§ **УСЛОВИЕ ЗАДАНИЯ**: Какая аббревиатура сияет на самом выигрышном месте кирпичной стены в отрывке о граффити?

§ **ТЕКСТ ОТРЫВКА**:

***

Наконец девочка готова. Она однозначно украшает собой унылый облик дома, хотя, конечно, и уйдет вместе с этим унылым обликом при первом же ремонте, все-таки это не Бэнкси, работы которого вырезаются вместе со стеной и затем продаются на аукционах...
«Нельзя перекрывать чужие работы, за это бьют»
Вторая точка — Солянка, так и кишащая в три часа ночи подвыпившей молодежью и полицией. Однако сворачиваем в тайный дворик у еврейской школы, подходим к парапету так называемого «секретного спота на Китай-городе» — это знаменитый для всех тусовщиков Москвы недостроенный семи-восьми этажный дом странной модернистской архитектуры, скрытый от глаз другими строениями и деревьями. В наличие такой цитадели свободы в самом сердце столицы сложно поверить.
Оттуда каждые пять минут вылезают студенты, раздавившие по паре бутылочек, а также райтеры, которые, рискуя жизнью, умудряются, подобно промышленным альпинистам, зависнуть на самой верхотуре и написать здоровенными буквами «ЦСКА»...
— Вон ту акулу с пастью я рисовал! — хвалится один из наших райтеров.
Впрочем, художникам нужен не столько сам дом, сколько широкая кирпичная стена у его основания — с нее бэнксизм будет лучше виден.
На самом выигрышном месте сияет аббревиатура JOYKC, сделанная буквально пару дней назад. Но граффитисты не спешат к ней пристраиваться, выбирая другую стенку.

***

Записи контурной разметки изображений
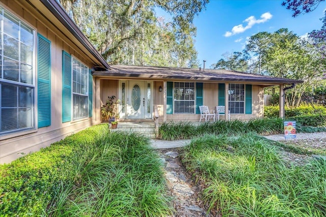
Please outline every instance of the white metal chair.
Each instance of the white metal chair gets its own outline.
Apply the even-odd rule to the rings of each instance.
[[[202,119],[205,118],[205,121],[207,121],[209,120],[209,118],[212,117],[213,120],[215,121],[215,113],[211,114],[209,112],[208,110],[208,107],[206,106],[199,106],[199,110],[200,110],[200,119],[199,122],[202,120]]]
[[[220,120],[220,115],[225,115],[225,106],[218,106],[216,107],[216,112],[218,115],[218,120]],[[230,110],[229,110],[229,120],[230,120]]]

***

§ **ОТВЕТ К ЗАДАНИЮ**: Аббревиатура JOYKC, сделанная буквально пару дней назад.